**Tasks to complete:**
- A) What entry-level education does the respiratory therapist profile list for the occupation?
- B) Continue the respiratory therapist profile from its last sentence.

[[ Selected extract open ]]

|2015 Median Pay||$27.78 per hour|
|Entry Level Education||Associate's degree|
|Number of Jobs, 2014||120,700|
|Job growth, 2014-24||12% (much faster than average)|
Nature of the Work
Respiratory therapists (RTs)—also known as respiratory care practitioners—evaluate, treat, and care for patients with breathing or other cardiopulmonary disorders. Practicing under the direction of a physician, RTs assume primary responsibility for all respiratory care therapeutic treatments and diagnostic procedures, including the supervision of respiratory therapy technicians. They consult with physicians and other healthcare staff to help develop and modify patient care plans. RTs also provide complex therapy requiring considerable independent judgment, such as caring for patients on life support in ICU.
RTs evaluate and treat all types of patients, ranging from premature infants whose lungs are not fully developed to elderly people whose lungs are diseased. They provide temporary relief to patients with chronic asthma or emphysema and give emergency care to patients who are victims of a heart attack, stroke, drowning, or shock. To treat patients, RTs use oxygen or oxygen mixtures, chest physiotherapy, and aerosol medications—liquid medications suspended in a gas that forms a mist which is inhaled. Therapists connect patients who cannot breathe on their own to ventilators that deliver pressurized oxygen into the lungs.
Therapists who work in home care teach patients and their families to use ventilators and other life-support systems. In addition, these therapists visit patients in their homes to inspect and clean equipment, evaluate the home environment, and ensure that patients have sufficient knowledge of their diseases and the proper use of their medications and equipment.

[[ Selected extract closed ]]
[[ Entries supplied open ]]

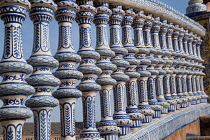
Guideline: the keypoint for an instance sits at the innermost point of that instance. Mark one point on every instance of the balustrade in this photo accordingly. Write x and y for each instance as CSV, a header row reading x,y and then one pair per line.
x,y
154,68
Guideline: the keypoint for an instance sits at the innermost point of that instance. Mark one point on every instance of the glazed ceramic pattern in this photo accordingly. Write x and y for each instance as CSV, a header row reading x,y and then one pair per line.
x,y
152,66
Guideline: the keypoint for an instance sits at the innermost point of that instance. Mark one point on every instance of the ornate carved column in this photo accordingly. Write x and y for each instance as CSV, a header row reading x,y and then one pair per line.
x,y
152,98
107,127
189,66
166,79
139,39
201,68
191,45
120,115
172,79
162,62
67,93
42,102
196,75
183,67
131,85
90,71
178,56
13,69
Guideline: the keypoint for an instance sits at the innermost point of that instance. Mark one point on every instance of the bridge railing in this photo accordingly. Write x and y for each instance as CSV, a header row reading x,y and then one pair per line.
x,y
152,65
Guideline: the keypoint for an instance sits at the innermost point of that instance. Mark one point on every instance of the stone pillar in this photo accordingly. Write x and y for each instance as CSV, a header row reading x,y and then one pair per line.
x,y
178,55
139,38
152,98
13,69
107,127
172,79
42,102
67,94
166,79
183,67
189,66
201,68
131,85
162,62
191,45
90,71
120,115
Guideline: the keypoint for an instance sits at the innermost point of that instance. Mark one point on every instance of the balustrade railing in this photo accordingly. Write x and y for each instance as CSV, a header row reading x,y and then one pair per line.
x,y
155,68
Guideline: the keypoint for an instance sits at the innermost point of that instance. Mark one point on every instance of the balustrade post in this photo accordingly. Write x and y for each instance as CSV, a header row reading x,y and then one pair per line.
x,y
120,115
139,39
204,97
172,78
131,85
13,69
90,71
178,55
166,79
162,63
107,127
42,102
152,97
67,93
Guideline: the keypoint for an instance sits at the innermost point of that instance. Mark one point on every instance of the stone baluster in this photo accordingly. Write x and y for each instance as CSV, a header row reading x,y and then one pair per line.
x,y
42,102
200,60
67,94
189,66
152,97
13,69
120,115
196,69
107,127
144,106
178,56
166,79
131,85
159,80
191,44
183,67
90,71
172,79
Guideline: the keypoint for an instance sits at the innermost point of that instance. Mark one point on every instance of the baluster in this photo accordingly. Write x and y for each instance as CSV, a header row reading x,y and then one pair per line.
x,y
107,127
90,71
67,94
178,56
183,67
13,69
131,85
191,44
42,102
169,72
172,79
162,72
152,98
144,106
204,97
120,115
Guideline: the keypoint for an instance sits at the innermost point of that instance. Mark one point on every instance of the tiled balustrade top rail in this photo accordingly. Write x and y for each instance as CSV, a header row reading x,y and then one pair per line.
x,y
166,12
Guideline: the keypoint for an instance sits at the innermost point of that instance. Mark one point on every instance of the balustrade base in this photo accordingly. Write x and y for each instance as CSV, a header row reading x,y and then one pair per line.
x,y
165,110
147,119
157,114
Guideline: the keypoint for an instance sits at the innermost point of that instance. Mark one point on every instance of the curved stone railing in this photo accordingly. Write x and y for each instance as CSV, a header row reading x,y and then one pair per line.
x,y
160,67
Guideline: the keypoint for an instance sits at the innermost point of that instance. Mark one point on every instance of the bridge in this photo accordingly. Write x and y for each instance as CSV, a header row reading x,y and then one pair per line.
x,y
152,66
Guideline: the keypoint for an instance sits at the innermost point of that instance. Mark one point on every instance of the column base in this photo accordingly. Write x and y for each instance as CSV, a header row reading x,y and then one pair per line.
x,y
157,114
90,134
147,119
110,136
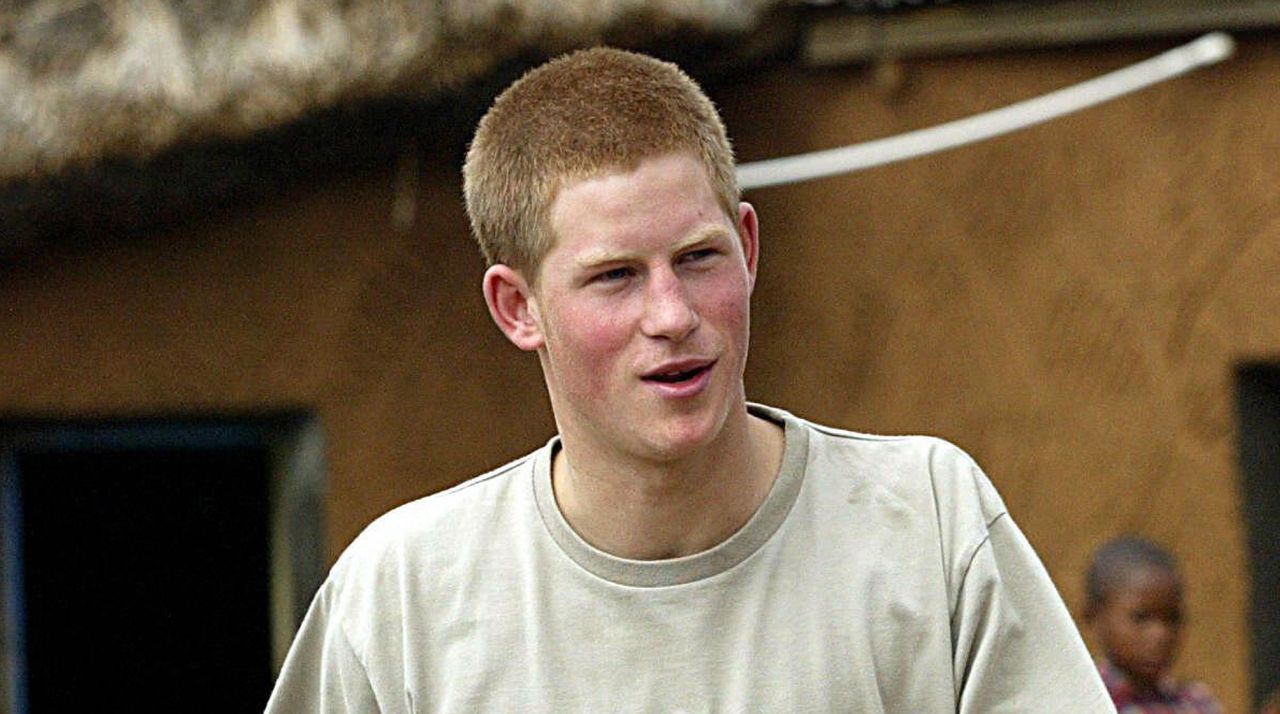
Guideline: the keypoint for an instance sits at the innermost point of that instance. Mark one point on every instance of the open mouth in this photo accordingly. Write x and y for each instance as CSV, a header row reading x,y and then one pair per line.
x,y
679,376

[[ Entries supplied closed ]]

**Responses by task:**
- A) An associate's degree.

- B)
RTs generally work between 36 and 40 hours a week, and may work evenings, nights, and/or weekends. They spend long periods standing and walking between patients' rooms. In an emergency, therapists work under the stress of the situation. RTs employed in home healthcare must travel frequently to patients' homes. Therapists are trained to work with gases stored under pressure. As in many other health occupations, RTs are exposed to infectious diseases.
RTs held about 120,700 jobs in 2014. About 81 percent of jobs were in hospitals, mainly in departments of respiratory care, anesthesiology, or pulmonary medicine. Most of the remaining jobs were in offices of physicians or other health practitioners, consumer-goods rental firms that supply respiratory equipment for home use, nursing care facilities, employment services, and home healthcare services.
Employment of RTs is expected to grow by 12 percent from 2014 to 2024, faster than the average for all occupations. The increasing demand will come from substantial growth in the middle-aged and elderly population—a development that will heighten the incidence of cardiopulmonary disease. Growth in demand also will result from the expanding role of respiratory therapists in case management, disease prevention, emergency care, and the early detection of pulmonary disorders.
Median annual wages of wage-and-salary respiratory therapists were $57,790 in May 2015. The lowest 10 percent earned less than $41,970 and the highest 10 percent earned more than $80,440.